──────── DOCUMENT PASSAGE ────────
Now, by solving (26), which is a humble cubic equation with respect to $\eta$, the optimal step size for the $k$th step is obtained.

Note that computing $A, B$, and $C$ at each step is the most time-consuming operation, which makes the proposed method almost three times slower at each iteration compared to MiFGD, but as we choose a much more optimized step size, our approach becomes faster overall. The numerical results are presented in Section 5.

4. Numerical Results

While what we have explained in the previous section applies to general quantum systems, in this section, we apply it to multi-qubit spin-half systems.

Suppose that we have a particle that only has two states, and the state of the particle has two entries:

$$\left(\begin{array}{c}\psi \left(x_1\right)\\ \psi \left(x_2\right)\end{array}\right)=\left( \begin{array}{c}\alpha \\ \beta \end{array}\right)$$

(27)
──────── DATA SUPPLIED ────────
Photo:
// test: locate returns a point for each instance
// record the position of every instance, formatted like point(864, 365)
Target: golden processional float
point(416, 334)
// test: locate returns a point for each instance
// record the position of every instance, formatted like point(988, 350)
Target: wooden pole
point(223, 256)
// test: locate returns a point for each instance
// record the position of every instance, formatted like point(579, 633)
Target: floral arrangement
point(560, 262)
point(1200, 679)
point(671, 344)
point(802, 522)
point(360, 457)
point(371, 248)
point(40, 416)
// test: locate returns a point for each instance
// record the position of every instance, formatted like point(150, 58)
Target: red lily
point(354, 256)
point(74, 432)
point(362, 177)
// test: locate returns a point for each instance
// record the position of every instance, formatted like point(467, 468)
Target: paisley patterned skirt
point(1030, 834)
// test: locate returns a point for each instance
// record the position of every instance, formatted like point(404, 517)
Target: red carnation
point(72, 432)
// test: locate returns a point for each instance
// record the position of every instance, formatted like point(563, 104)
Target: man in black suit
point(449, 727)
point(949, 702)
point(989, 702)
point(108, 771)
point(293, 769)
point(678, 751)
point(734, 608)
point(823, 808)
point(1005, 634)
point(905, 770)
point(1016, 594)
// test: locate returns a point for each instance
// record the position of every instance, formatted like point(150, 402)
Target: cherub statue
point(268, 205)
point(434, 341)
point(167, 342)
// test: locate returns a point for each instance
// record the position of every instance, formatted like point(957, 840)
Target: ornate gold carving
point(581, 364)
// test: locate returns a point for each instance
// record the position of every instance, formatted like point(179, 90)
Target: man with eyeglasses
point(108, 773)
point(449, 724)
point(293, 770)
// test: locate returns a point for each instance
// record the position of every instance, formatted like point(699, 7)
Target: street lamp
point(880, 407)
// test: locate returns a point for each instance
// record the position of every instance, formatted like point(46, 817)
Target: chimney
────────
WHAT TO WORK ON ->
1. In the step-size passage, how does the proposed method's speed per iteration compare with MiFGD?
2. Reproduce the lines of the listing, from its first line through the line holding "point(167, 342)", inclusive.

ANSWER LIST ->
1. It is almost three times slower per iteration.

2.
Photo:
// test: locate returns a point for each instance
// record the position of every instance, formatted like point(864, 365)
Target: golden processional float
point(416, 334)
// test: locate returns a point for each instance
// record the position of every instance, formatted like point(988, 350)
Target: wooden pole
point(223, 256)
// test: locate returns a point for each instance
// record the position of every instance, formatted like point(579, 633)
Target: floral arrangement
point(560, 262)
point(1200, 679)
point(671, 344)
point(802, 522)
point(360, 457)
point(371, 248)
point(40, 416)
// test: locate returns a point for each instance
// record the position of every instance, formatted like point(150, 58)
Target: red lily
point(354, 256)
point(74, 432)
point(362, 177)
// test: locate returns a point for each instance
// record the position of every instance, formatted like point(467, 468)
Target: paisley patterned skirt
point(1030, 834)
// test: locate returns a point for each instance
// record the position of every instance, formatted like point(404, 517)
Target: red carnation
point(72, 432)
// test: locate returns a point for each instance
// record the position of every instance, formatted like point(563, 104)
Target: man in black suit
point(449, 727)
point(949, 702)
point(989, 702)
point(108, 771)
point(293, 769)
point(678, 751)
point(734, 608)
point(823, 808)
point(1005, 634)
point(905, 770)
point(1016, 594)
// test: locate returns a point for each instance
// record the position of every instance, formatted like point(150, 402)
Target: cherub statue
point(268, 205)
point(434, 341)
point(167, 342)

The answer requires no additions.